◆ Exercise details:
Repeat the listing in full, word for word.

◆ Listing:
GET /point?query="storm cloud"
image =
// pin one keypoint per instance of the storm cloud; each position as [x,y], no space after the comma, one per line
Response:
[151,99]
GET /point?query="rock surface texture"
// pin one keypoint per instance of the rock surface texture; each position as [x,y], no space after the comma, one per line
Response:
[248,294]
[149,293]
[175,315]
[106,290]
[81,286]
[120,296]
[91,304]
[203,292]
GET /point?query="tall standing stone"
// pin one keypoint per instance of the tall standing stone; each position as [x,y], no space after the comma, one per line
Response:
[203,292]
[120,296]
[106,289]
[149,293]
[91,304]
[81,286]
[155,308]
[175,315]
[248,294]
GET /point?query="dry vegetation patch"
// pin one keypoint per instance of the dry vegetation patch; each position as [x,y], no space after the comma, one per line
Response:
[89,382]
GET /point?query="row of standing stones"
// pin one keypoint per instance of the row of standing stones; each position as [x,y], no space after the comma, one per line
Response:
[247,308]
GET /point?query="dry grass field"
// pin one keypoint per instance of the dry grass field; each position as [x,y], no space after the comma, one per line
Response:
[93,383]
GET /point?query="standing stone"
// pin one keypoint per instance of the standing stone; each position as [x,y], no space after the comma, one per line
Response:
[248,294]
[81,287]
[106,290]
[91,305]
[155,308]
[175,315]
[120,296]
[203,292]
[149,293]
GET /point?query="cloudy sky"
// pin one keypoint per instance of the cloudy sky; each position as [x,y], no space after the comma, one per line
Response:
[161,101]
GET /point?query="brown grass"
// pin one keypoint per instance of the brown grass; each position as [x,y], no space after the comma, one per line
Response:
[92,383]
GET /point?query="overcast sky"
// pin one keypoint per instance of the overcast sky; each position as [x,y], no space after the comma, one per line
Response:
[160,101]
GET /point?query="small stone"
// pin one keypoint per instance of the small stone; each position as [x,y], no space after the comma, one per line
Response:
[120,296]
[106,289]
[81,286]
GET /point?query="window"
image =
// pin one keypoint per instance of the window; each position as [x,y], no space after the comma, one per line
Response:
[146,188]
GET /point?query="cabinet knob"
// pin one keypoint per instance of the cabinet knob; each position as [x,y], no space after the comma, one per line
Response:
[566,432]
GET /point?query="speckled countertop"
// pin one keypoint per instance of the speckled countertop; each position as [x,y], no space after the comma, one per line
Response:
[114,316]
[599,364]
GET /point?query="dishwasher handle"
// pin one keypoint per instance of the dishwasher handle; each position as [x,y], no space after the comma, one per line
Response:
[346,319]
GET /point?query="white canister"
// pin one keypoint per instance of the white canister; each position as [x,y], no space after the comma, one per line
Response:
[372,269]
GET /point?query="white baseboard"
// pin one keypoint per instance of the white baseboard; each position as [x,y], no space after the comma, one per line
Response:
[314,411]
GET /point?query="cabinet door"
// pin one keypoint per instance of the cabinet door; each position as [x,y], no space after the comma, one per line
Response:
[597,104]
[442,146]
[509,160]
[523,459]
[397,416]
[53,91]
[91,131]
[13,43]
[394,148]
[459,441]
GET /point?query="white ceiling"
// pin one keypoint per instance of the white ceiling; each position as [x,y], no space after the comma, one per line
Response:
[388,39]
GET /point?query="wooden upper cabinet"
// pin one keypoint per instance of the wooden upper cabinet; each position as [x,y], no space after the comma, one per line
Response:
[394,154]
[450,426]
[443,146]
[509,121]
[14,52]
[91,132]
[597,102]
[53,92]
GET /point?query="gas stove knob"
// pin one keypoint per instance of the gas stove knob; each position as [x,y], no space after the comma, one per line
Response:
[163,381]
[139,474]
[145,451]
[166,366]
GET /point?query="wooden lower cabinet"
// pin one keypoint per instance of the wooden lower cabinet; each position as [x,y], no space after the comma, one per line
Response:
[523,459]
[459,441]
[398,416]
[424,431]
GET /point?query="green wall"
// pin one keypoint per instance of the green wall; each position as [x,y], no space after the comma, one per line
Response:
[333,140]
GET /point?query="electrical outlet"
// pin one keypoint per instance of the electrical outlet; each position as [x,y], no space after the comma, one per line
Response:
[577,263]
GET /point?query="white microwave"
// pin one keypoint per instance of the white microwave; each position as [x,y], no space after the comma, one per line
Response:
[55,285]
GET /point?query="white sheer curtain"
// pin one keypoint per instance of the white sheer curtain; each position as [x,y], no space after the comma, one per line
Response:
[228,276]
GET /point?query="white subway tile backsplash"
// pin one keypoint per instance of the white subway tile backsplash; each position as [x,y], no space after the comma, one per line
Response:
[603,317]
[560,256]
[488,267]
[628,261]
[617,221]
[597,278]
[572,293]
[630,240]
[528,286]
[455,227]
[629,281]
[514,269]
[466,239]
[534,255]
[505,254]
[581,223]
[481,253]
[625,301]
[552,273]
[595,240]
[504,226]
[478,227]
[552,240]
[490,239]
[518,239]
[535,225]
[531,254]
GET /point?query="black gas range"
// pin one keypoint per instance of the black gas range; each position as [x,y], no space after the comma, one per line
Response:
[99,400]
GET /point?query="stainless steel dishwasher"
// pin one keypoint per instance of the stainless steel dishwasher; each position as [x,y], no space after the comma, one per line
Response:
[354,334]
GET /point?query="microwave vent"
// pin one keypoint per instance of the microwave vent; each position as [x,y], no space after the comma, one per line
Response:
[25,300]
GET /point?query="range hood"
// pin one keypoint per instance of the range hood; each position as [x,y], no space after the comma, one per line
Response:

◆ Written solution:
GET /point?query="storm cloud"
image =
// pin one keypoint per instance of the storm cloud; each position as [x,y], no space after the comma, one per line
Response:
[151,99]
GET /point?query="rock surface texture"
// pin one keypoint per instance of the rock surface texture; each position as [x,y], no space after the comma, one per line
Response:
[248,294]
[149,293]
[175,315]
[106,290]
[81,286]
[120,296]
[91,304]
[203,292]
GET /point?query="tall standing stone"
// pin one keypoint per instance of the tall standing stone; each position as [x,y], no space after the comma, one per line
Response:
[203,292]
[120,296]
[106,289]
[149,293]
[91,304]
[81,286]
[155,308]
[175,315]
[248,294]
GET /point?query="dry vegetation patch"
// pin one keypoint per instance of the dry vegetation patch; each position as [x,y], no space after the comma, one per line
Response:
[89,382]
GET /point?query="row of standing stones"
// pin one keypoint per instance of the row of standing stones; each position as [x,y], no space after the comma, one per line
Response:
[247,308]
GET /point?query="dry grass field"
// pin one keypoint per instance of the dry grass field; each position as [x,y], no space after the comma, one per line
Response:
[93,383]
GET /point?query="standing stone"
// pin one keypoint per instance of the standing stone; each position as [x,y], no space after the comma, one per line
Response:
[248,294]
[81,287]
[106,290]
[91,305]
[155,308]
[175,315]
[120,296]
[203,292]
[149,293]
GET /point?query="cloudy sky"
// pin one keypoint per instance of the cloudy sky; each position as [x,y], no space after the comma, one per line
Response:
[161,101]
GET /point?query="brown grass"
// pin one keypoint per instance of the brown grass; each position as [x,y], no space after the comma, one per line
Response:
[92,383]
GET /point?query="overcast sky"
// pin one keypoint per instance of the overcast sky; each position as [x,y], no space after the comma, one per line
Response:
[160,101]
GET /point?query="small stone"
// pin one keypoint per instance of the small stone; each position as [x,y], no space after the comma, one per line
Response:
[120,296]
[106,289]
[81,286]
GET /point?query="window"
image =
// pin one keypoint per instance of the window; each position as [x,y], no space after the comma, one per line
Response:
[146,188]
GET /point?query="cabinet knob"
// pin one keypoint per instance of the cabinet knob; each position as [x,y], no space after the comma, one per line
Response:
[566,432]
GET /point?query="speckled countertop"
// pin one keypoint per instance of the speckled countertop; each position as [x,y], no space after the comma, one per line
Response:
[114,316]
[599,364]
GET /point?query="dishwasher handle"
// pin one keypoint per instance of the dishwasher handle; each position as [x,y], no space after the comma, one per line
Response:
[346,319]
GET /point?query="white canister"
// pin one keypoint per instance of the white canister; each position as [x,y], no space after the comma, one per line
Response:
[372,269]
GET /point?query="white baseboard"
// pin one keypoint per instance of the white baseboard; each position as [x,y], no space after the comma, one per line
Response:
[314,411]
GET /point?query="cabinet door"
// pin one keypoint per instance of the cabinet door; each position as [x,y], no space after the comma, one per line
Response:
[597,104]
[442,146]
[509,160]
[523,459]
[397,416]
[53,91]
[91,131]
[13,43]
[394,148]
[459,441]
GET /point?query="white ceiling"
// pin one keypoint per instance of the white ceiling; each position as [x,y], no space after the comma, one per line
Response:
[388,39]
GET /point?query="wooden upper cabinet"
// pin one keypoint per instance of the wooden upper cabinet; each position as [x,y], no space after the comma, one per line
Response:
[394,154]
[450,426]
[443,146]
[509,121]
[14,52]
[91,132]
[597,102]
[53,92]
GET /point?query="gas stove knob"
// pin one keypoint per instance of the gas stove knob; each position as [x,y], no space after the comma, one per line
Response:
[163,381]
[139,474]
[145,451]
[166,366]
GET /point?query="wooden lower cabinet"
// pin one keypoint per instance of the wooden lower cabinet; each position as [x,y], no space after the comma, one per line
Response:
[523,459]
[459,441]
[398,416]
[424,431]
GET /point?query="green wall"
// pin one keypoint per instance of the green wall; each position as [x,y], no space after the comma, one per line
Response:
[333,140]
GET /point?query="electrical outlet"
// pin one keypoint per instance of the electrical outlet; each position as [x,y], no space after the comma, one per line
Response:
[577,263]
GET /point?query="white microwave"
// pin one keypoint per instance of the white microwave; each position as [x,y], no space after the comma, one per line
Response:
[55,285]
GET /point?query="white sheer curtain"
// pin one keypoint per instance of the white sheer curtain; each position as [x,y], no space after the comma, one per line
Response:
[228,276]
GET /point?query="white subway tile backsplash"
// pin one keypoint per instance of the white subway tile backsplash; each position as [x,y], no space after the comma, one per line
Response:
[603,317]
[560,256]
[488,267]
[628,261]
[617,221]
[597,278]
[572,293]
[630,240]
[528,286]
[455,227]
[629,281]
[514,269]
[466,239]
[534,255]
[505,254]
[581,223]
[481,253]
[625,301]
[552,273]
[595,240]
[504,226]
[478,227]
[552,240]
[490,239]
[518,239]
[535,225]
[531,254]
GET /point?query="black gas range"
// pin one keypoint per instance of the black gas range; each position as [x,y], no space after the comma, one per line
Response:
[99,400]
GET /point?query="stainless steel dishwasher"
// pin one keypoint per instance of the stainless steel dishwasher; each position as [x,y], no space after the comma, one per line
Response:
[354,334]
GET /point?query="microwave vent"
// pin one keypoint per instance of the microwave vent; each position as [x,y], no space after the comma, one per line
Response:
[25,300]
GET /point?query="range hood"
// pin one keypoint per instance of the range hood; each position as [x,y], no space after the comma, one per line
Response:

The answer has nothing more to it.